▸ Texto do documento
═══
Há uma relação de trabalho, ainda que não convencional, com vínculo empregatício, na maioria dos casos

Notícias • 03 de Novembro de 2021

Há uma relação de trabalho, ainda que não convencional, com vínculo empregatício, na maioria dos casos

03/11/2021

Elas são muitas e a cada dia ocupam mais espaço nas nossas vidas. As plataformas digitais estão por todos os lados, assim como as telas de nossos telefones inteligentes. Nós as utilizamos para reservar um quarto de hotel, para pedir uma pizza no fim da tarde ou mesmo para irmos de um lugar para outro na cidade. Nessa interação com as telas, não nos damos conta, mas, do outro lado, há um operário ou uma trabalhadora exercendo seu ofício ou profissão. Pode ser um cozinheiro, uma enfermeira, um professor, um motofretista ou uma motorista. Como todos os trabalhadores, têm direitos que demandam reconhecimento.
O mundo do trabalho é dinâmico e precisa se adaptar às inovações trazidas pela ciência e pela tecnologia, porém tais adaptações não podem resultar em precarização das condições de trabalho.
Há uma relação de trabalho, ainda que não convencional, com vínculo empregatício, na maioria dos casos.
A promessa vendida ao trabalhador de aplicativos é a de que ele será o dono do próprio negócio. Em tese, poderá empreender e trabalhar apenas quando quiser. Este sonho de ser o patrão de si mesmo, entretanto, não condiz com a realidade, porque, muitas vezes, o trabalhador não tem qualquer ingerência na negociação sobre as condições da prestação dos serviços. Como, quando, onde, por quem e por quanto determinado serviço será prestado, tudo é decidido pela plataforma.
═══
Registros de pontos rotulados:
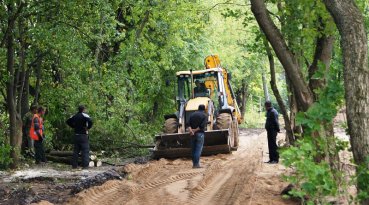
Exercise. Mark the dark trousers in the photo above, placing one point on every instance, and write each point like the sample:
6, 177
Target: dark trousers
82, 145
39, 152
197, 143
272, 145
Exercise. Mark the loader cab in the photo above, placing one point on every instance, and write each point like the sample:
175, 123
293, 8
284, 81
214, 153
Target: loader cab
203, 83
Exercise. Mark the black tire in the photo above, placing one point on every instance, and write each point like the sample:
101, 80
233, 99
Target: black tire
224, 121
236, 135
171, 125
═══
Escreva a continuação do texto sobre os trabalhadores de plataformas digitais, começando logo depois da última frase apresentada.

▸ Resultado da tarefa
Para convencer os trabalhadores a ficarem disponíveis todo o tempo, as empresas lançam mão da inteligência artificial e propõem metas de premiações, bônus, preços dinâmicos, rankings de pontuação, benefícios e também punições, em semelhança a um jogo, no qual os mais fidelizados são mais beneficiados.
Com essa política, as empresas donas dos aplicativos conseguem, além de uma massa de trabalhadores disponíveis de modo permanente, oferecer atendimento imediato a seus clientes. Esta multidão de trabalhadores, cuja mão de obra está sempre disponível a qualquer tempo e lugar, é o que possibilita o funcionamento eficiente desse tipo de aplicativo.
Cumpre estabelecer breve distinção sobre os tipos de plataformas digitais existentes: há os marketplaces, que conectam trabalhadores autônomos e consumidores, e há as plataformas que oferecem ao consumidor determinado serviço ou produto em seu próprio nome, sob suas exclusivas regras de controle, como é o caso da maioria dos aplicativos de transporte de mercadorias ou de passageiros.
É importante ter em mente que, para fins de reconhecimento de direitos, não há necessariamente diferença entre trabalhador de plataformas digitais e os trabalhadores de empresas do “mundo analógico”. A diferença reside unicamente na metodologia de contratação e de controle sobre seu trabalho, que se utiliza de meios telemáticos e informatizados de comando, controle e supervisão, nos termos do que já está previsto na Consolidação das Leis do Trabalho (CLT), em seu artigo 6º, parágrafo único. Eles continuam integrando as categorias profissionais vinculadas às atividades desenvolvidas pelas empresas que os contratam.
Na relação estabelecida entre trabalhadores e plataformas digitais que oferecem, em seu nome e sob suas regras de controle, serviços e produtos aos clientes, podem ser encontrados todos os requisitos para a configuração do vínculo empregatício: pessoalidade, onerosidade, não eventualidade e subordinação.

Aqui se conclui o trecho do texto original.